EXCERPTED DATA →
>> START
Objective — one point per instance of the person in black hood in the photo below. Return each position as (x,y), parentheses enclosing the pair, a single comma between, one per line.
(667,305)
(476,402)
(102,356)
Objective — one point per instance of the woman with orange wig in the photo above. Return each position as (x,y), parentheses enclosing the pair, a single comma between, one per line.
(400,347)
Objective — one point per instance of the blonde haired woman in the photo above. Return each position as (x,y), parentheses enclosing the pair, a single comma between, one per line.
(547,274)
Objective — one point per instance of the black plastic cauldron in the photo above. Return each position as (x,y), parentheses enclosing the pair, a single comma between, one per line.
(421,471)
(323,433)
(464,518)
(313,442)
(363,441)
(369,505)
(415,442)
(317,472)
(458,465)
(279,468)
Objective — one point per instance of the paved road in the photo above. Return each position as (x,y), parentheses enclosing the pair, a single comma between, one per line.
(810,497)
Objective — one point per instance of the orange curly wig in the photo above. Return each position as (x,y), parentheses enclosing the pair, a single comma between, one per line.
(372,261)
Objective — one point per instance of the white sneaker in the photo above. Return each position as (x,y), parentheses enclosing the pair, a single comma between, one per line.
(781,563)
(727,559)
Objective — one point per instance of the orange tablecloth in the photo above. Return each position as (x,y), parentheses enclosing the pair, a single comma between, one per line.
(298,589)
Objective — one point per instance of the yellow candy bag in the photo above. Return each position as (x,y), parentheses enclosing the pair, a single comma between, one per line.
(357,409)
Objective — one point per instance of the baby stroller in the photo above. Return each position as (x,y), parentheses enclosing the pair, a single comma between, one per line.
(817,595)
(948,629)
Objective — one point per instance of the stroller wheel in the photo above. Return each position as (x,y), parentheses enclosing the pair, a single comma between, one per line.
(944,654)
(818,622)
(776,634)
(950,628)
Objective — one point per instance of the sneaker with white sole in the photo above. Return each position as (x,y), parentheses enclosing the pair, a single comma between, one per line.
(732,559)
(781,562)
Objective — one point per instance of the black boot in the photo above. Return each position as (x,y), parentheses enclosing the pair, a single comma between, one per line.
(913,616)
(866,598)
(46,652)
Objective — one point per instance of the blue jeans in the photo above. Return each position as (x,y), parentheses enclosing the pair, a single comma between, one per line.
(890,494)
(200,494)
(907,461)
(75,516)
>> END
WRITTEN REQUEST →
Repeat all entries. Match them exactly.

SOLUTION TO THE PROBLEM →
Objective — one point per instance of the person in black hood in the photo below. Return each position as (x,y), parentheses enclosing the pair, a single comma between, one per line.
(667,305)
(476,402)
(102,356)
Objective — one point per instance of the woman with orange wig in the photo above. Return each position as (x,y), parentheses enclosing the pair, a single comma between, one per line.
(400,347)
Objective — one point per instance of the blonde haired woman in the photo above. Return each position as (x,y), parentheses enclosing the pair, a single comma between, one per line.
(547,274)
Objective — one point per instance of the black plastic cauldron in the photo above. Return each position as (x,y), parentheses enclosing the pair, a single comma between, one per line.
(421,471)
(323,433)
(464,518)
(313,442)
(363,441)
(369,505)
(415,442)
(317,472)
(458,465)
(279,468)
Objective — one point per instance of the paved road in the photo above. Return each position as (x,y), parentheses enclosing the pair, a single comma between, one per line.
(810,497)
Objective — one point per instance of the orange curly wig in the photo above. Return each position as (x,y), parentheses enclosing the pair, a single comma between, one per line.
(372,261)
Objective — one point per instance of the white sneaker in the photo above. Return each position as (x,y), parentheses enclosing the pair, a single comma between, one per line.
(781,563)
(727,559)
Objective — one point per instance of the orange tablecloth in the photo above. Return each position as (x,y), parentheses enclosing the pair, a single comma between, one per line.
(298,589)
Objective — one point per instance of the yellow candy bag in the photo above. Return each position as (x,y), parentheses enclosing the pair, a single comma between, one per line.
(357,409)
Objective — one point per instance of the baby stroller in the photo above. Return each position as (x,y), parentheses enclosing the pair, a single comma between, one per line.
(817,595)
(948,629)
Objective — one point per instance of the stroller wheel in the photo above. Return each position as (x,y), parentheses enclosing the pair, a single comma between, one per line.
(944,654)
(818,622)
(776,634)
(950,628)
Objective — one point per instance of the sneaker with white sole in the photo above. Return each position as (x,y), parentheses enclosing the pair, a single comma between, one per line.
(732,559)
(781,562)
Objective — one point per instance of the black boot in the photo above. Return each position as (x,y), parentheses enclosing the pair, a single comma between, one per line.
(913,616)
(866,598)
(46,652)
Objective — one point per instance of the blue jeans in the photo above. Return each position as (x,y), parentheses enclosing the pair, a single comma between, one per line.
(890,494)
(200,494)
(907,461)
(75,516)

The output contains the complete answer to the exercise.